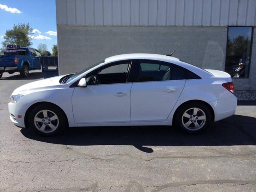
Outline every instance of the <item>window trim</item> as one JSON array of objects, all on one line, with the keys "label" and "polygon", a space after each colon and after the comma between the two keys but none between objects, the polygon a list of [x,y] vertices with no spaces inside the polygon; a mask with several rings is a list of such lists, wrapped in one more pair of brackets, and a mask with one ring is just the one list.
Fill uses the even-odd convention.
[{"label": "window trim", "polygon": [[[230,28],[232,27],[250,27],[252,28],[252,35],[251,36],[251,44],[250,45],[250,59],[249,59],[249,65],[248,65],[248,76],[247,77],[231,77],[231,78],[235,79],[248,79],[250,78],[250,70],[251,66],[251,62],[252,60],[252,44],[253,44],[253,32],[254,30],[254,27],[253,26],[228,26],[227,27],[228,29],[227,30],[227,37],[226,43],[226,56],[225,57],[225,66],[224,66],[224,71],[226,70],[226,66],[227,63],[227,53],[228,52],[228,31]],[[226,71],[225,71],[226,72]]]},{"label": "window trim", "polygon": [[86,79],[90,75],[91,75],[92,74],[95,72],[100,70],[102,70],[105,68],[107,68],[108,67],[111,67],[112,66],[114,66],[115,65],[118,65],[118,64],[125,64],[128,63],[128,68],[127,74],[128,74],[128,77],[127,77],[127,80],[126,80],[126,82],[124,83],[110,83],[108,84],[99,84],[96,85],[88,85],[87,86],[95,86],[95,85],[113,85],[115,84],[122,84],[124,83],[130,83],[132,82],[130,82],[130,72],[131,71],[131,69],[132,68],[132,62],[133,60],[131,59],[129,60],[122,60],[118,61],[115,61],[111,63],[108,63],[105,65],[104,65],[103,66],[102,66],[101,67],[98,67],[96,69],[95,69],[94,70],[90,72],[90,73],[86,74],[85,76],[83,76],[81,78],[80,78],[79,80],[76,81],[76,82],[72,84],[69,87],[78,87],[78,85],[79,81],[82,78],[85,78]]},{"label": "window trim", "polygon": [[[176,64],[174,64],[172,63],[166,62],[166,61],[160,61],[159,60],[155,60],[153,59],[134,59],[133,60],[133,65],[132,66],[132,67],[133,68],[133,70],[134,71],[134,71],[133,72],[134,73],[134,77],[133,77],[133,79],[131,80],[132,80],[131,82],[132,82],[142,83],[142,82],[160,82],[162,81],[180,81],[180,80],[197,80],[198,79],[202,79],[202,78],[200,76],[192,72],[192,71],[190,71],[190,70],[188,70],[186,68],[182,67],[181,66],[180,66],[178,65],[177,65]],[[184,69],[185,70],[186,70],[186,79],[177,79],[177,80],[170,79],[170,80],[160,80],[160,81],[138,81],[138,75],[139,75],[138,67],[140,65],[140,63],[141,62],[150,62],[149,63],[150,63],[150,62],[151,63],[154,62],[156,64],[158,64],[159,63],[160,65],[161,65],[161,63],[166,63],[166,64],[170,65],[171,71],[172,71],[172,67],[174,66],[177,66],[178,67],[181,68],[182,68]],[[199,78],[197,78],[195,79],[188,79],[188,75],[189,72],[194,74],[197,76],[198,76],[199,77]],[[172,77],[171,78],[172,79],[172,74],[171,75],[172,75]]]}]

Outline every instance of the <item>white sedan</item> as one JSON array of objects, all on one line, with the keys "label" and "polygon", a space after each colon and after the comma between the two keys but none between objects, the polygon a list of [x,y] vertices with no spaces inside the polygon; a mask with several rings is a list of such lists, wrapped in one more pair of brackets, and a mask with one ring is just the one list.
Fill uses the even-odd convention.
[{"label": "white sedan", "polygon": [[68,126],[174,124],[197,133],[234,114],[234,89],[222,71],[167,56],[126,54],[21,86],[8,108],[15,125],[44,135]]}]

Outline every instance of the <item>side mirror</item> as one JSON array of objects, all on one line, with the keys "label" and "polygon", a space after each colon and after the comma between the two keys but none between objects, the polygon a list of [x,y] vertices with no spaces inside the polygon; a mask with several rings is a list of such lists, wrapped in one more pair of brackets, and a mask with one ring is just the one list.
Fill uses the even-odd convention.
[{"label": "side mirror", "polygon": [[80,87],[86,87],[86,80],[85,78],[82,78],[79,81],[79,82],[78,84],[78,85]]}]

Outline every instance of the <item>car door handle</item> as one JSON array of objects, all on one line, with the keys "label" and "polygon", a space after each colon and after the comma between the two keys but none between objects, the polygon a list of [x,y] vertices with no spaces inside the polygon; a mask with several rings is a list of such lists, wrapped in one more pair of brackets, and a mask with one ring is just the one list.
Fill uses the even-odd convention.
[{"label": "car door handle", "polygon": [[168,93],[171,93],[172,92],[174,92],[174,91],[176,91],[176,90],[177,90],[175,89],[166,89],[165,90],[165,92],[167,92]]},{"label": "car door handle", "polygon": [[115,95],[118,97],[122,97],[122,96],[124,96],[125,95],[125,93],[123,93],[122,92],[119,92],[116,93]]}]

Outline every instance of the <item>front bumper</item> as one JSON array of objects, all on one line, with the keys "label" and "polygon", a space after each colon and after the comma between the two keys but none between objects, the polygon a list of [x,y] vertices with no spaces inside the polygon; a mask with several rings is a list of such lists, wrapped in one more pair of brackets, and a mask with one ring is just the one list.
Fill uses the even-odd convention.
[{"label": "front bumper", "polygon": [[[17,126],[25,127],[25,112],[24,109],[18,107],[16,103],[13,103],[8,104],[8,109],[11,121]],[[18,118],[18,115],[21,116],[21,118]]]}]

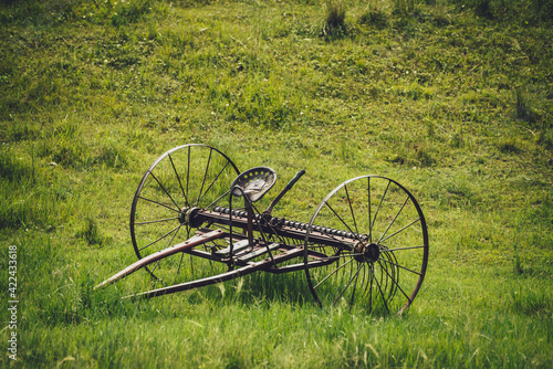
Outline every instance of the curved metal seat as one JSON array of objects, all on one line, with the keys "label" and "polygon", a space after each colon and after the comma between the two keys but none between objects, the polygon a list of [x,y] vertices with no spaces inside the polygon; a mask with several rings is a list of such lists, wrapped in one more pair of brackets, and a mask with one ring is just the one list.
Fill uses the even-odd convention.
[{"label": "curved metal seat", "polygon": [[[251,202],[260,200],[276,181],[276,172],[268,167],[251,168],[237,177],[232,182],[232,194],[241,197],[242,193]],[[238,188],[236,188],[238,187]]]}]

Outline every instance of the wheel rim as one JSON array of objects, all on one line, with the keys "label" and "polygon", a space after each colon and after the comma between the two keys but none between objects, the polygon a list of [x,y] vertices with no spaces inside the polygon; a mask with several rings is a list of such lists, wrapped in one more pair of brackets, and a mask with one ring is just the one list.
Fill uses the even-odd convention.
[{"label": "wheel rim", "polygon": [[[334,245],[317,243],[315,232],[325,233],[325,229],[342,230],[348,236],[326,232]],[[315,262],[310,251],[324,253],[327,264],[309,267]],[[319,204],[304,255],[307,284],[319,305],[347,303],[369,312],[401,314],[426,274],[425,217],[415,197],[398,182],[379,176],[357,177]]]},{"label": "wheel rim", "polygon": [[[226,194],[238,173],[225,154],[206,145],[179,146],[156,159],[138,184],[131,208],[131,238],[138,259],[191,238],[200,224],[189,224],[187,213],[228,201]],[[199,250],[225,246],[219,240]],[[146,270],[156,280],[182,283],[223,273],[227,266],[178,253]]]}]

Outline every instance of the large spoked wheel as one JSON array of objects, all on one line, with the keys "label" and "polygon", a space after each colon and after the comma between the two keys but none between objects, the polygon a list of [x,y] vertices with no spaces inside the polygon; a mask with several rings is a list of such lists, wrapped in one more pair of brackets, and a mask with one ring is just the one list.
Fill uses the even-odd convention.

WHAT TO PRODUCE: Pull out every line of the items above that contains the string "door". Treat uppercase and lowercase letters as different.

THE OUTPUT:
Outline every instance of the <item>car door handle</item> as one JSON array of objects, all on one line, with the keys "label" and "polygon", a space after each colon and after the comma between the two keys but none between objects, the polygon a list of [x,y] vertices with no spaces inside the polygon; a mask with several rings is a list of such lists, wrapped in one more pair of brackets, and a mask with one ring is just the one list.
[{"label": "car door handle", "polygon": [[168,93],[171,93],[172,92],[174,92],[174,91],[176,91],[176,90],[177,90],[175,89],[166,89],[165,90],[165,92],[167,92]]},{"label": "car door handle", "polygon": [[115,95],[118,97],[122,97],[122,96],[124,96],[125,95],[125,93],[123,93],[122,92],[119,92],[116,93]]}]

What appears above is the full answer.